» **Task details**
Among the entries, find the lines with the string "below" and report them.
——
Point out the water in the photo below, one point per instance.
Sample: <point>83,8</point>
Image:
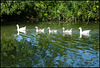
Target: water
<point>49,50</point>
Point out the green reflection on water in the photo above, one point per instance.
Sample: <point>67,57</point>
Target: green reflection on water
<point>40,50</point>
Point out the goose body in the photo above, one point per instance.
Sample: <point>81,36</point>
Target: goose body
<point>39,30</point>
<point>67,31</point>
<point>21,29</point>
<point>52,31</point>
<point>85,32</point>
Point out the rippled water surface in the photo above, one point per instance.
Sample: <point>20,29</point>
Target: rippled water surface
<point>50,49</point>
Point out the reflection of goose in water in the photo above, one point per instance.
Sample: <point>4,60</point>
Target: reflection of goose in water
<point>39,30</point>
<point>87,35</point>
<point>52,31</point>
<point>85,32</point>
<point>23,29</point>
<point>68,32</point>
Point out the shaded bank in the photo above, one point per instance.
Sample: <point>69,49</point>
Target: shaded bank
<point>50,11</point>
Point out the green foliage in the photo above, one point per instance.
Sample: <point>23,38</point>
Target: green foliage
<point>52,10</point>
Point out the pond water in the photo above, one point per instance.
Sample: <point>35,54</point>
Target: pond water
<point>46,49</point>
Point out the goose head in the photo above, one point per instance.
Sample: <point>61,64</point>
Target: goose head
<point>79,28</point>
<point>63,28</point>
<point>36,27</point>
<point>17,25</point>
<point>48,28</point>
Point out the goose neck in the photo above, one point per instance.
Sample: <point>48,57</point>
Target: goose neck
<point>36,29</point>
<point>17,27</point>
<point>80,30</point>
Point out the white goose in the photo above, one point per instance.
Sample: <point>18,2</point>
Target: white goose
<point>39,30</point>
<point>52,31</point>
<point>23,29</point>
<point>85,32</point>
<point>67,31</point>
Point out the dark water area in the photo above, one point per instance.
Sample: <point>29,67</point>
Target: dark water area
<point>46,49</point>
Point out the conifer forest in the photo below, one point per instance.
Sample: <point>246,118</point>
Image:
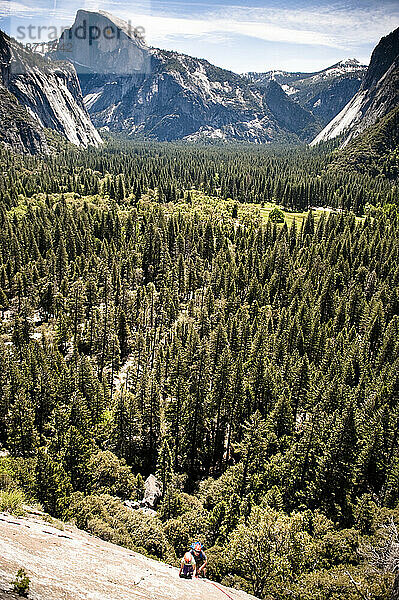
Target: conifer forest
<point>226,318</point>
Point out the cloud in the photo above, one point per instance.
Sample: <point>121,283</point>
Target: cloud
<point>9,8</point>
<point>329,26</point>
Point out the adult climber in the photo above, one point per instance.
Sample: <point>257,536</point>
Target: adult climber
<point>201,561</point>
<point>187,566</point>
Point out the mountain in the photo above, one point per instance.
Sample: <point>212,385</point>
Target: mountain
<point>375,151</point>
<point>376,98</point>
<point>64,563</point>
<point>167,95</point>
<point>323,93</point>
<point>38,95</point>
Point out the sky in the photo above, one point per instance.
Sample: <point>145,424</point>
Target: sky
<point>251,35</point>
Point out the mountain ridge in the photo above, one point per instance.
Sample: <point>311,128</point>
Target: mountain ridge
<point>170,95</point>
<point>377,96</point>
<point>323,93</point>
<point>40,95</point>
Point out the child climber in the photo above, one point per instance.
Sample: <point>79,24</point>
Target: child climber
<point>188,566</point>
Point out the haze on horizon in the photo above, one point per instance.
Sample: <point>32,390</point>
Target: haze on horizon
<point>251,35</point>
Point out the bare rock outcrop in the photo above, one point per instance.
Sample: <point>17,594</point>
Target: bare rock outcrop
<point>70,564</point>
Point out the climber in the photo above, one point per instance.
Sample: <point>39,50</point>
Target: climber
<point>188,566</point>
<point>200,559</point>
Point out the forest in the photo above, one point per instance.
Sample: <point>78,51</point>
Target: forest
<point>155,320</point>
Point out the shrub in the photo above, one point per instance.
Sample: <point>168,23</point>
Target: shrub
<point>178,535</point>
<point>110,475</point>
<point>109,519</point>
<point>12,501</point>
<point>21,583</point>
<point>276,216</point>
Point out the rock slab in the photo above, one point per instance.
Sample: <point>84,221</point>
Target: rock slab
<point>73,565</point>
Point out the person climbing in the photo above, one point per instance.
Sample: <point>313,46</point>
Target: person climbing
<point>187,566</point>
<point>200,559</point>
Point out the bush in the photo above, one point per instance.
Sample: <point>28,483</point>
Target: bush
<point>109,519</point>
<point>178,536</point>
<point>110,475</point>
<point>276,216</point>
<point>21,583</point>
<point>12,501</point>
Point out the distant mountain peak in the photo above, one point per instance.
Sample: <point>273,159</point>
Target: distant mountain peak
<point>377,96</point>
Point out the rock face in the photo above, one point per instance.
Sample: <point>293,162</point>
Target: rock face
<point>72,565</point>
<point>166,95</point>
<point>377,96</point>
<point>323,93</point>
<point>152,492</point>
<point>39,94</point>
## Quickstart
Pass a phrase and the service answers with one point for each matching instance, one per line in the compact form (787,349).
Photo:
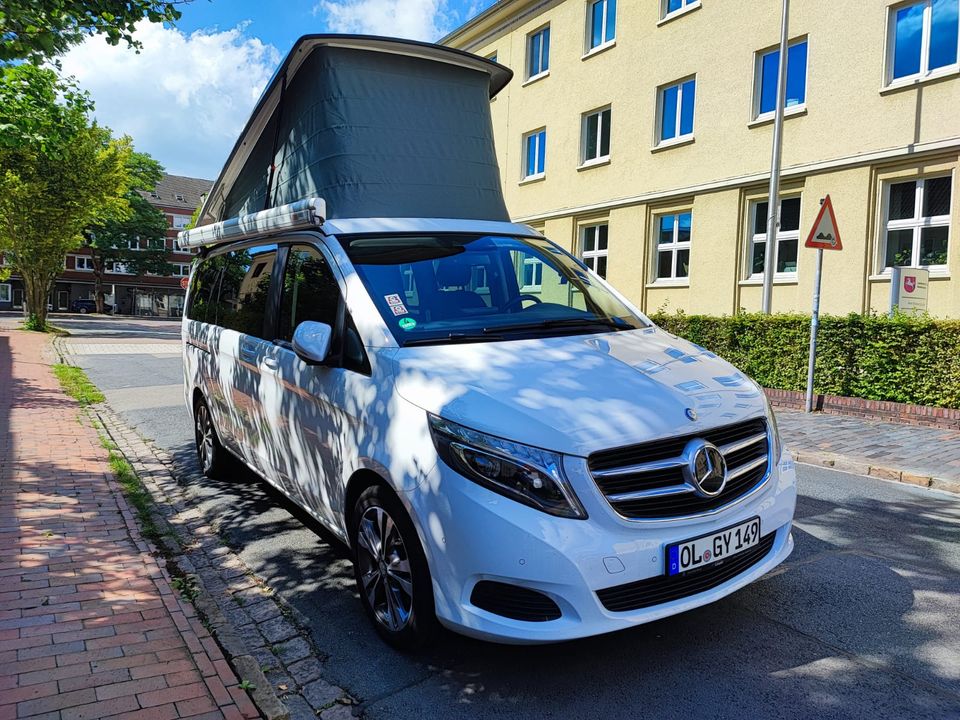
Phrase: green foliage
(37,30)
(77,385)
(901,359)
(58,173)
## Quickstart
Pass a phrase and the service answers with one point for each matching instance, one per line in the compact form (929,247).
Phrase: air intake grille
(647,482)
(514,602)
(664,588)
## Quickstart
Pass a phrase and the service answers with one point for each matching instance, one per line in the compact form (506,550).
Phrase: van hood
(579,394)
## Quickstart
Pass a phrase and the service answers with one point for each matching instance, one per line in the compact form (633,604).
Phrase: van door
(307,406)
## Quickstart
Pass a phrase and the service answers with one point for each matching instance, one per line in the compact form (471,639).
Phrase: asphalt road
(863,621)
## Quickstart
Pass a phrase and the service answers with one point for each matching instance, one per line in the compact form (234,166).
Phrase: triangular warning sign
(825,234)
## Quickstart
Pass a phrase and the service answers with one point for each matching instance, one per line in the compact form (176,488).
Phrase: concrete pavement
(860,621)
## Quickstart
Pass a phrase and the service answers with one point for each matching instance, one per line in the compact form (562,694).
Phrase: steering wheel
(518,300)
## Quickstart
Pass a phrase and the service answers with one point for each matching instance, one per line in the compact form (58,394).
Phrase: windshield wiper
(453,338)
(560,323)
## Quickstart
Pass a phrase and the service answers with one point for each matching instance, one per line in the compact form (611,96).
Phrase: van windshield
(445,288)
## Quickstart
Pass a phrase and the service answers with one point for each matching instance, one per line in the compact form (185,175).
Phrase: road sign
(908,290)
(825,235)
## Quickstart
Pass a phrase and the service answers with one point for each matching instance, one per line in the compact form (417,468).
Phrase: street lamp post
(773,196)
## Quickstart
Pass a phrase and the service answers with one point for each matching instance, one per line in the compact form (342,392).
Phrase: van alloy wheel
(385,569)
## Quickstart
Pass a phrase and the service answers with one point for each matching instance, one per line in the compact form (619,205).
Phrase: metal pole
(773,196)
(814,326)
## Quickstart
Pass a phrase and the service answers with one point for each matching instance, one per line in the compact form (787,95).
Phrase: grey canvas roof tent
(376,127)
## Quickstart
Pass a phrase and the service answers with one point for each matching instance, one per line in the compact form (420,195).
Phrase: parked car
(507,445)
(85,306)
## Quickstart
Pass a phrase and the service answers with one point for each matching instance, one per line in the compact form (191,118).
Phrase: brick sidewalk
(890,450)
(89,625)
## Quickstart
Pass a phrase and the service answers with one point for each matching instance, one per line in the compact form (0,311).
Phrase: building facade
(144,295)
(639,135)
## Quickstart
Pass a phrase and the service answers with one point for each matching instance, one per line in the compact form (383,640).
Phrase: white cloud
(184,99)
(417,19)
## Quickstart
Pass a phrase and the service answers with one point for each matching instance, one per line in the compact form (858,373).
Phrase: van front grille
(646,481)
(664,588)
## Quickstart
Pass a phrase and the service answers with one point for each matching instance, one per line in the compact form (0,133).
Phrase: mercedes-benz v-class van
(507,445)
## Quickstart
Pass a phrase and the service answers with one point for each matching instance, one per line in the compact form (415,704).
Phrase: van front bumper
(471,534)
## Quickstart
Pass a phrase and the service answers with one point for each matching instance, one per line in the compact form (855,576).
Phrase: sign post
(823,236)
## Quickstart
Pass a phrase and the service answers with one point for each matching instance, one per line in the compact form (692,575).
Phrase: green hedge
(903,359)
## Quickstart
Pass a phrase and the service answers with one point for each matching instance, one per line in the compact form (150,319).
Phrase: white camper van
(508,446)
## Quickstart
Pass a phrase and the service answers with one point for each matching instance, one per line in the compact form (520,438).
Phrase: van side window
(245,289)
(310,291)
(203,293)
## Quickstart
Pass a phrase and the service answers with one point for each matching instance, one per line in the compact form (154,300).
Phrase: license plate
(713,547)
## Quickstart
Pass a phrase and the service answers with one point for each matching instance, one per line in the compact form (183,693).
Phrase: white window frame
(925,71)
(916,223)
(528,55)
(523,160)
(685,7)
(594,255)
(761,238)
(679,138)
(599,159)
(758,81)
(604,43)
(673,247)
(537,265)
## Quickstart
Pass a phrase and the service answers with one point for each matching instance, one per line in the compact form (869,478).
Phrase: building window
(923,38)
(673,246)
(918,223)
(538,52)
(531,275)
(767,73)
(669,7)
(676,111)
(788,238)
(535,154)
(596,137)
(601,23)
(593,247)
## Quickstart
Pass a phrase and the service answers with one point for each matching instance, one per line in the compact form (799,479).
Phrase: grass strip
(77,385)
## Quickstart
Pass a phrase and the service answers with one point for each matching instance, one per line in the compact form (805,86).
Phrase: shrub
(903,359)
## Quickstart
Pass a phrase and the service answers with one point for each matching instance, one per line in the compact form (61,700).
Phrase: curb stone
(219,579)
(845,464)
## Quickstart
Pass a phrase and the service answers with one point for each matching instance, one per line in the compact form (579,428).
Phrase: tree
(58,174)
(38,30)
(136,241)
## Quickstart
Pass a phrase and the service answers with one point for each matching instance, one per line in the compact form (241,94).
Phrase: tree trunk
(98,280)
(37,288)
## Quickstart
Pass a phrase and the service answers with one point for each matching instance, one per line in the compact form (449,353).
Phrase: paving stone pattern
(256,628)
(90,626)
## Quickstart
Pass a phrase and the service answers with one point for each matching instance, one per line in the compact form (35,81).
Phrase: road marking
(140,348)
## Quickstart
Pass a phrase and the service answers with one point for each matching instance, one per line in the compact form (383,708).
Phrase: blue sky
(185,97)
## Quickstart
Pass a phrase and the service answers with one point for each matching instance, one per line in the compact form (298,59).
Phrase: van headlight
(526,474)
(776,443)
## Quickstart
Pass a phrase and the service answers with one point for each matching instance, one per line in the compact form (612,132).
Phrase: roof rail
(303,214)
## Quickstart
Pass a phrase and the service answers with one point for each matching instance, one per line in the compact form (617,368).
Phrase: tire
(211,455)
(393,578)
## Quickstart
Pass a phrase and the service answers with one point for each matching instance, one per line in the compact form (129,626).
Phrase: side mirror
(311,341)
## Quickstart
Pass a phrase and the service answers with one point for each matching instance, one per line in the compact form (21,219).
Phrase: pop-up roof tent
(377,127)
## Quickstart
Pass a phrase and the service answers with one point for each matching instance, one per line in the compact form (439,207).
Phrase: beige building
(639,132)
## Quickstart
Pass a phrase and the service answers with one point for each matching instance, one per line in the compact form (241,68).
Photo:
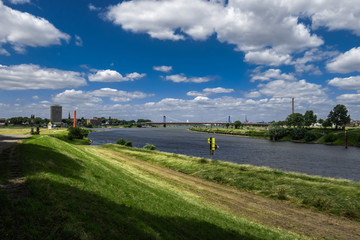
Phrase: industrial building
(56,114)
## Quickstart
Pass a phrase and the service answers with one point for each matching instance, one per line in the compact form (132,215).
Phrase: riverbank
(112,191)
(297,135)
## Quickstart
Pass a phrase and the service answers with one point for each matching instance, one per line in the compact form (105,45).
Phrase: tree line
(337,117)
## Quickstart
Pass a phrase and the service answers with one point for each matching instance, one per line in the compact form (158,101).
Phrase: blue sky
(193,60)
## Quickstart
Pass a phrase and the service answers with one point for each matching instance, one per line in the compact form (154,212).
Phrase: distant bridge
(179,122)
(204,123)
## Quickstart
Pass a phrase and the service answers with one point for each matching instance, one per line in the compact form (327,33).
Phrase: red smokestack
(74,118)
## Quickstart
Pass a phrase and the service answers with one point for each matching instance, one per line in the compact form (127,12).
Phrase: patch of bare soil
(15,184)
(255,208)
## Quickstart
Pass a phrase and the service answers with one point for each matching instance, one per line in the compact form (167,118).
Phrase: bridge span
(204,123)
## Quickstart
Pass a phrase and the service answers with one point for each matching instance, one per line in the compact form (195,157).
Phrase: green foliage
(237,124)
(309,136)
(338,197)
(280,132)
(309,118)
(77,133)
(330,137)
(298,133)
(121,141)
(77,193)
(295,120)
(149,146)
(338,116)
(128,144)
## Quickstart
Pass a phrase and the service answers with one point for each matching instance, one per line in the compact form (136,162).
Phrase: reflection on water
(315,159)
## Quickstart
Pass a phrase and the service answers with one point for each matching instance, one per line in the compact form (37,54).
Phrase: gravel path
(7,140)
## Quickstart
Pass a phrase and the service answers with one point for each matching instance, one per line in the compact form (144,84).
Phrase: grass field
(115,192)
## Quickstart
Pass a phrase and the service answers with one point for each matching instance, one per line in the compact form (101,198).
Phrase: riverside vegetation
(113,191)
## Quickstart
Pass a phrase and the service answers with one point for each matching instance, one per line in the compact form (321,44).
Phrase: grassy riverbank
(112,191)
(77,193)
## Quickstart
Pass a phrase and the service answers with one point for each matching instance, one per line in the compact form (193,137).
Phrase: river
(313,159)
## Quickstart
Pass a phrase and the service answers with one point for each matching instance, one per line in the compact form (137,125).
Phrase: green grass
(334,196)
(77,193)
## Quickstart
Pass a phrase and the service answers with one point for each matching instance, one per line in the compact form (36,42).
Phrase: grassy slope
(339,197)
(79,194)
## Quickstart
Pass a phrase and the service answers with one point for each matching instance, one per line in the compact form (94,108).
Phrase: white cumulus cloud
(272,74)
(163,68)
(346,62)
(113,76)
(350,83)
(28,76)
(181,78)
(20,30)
——
» **Answer for the task**
Point out the water in the photo below, one point per instance.
Point out the conifer forest in the photo below, one point per instance.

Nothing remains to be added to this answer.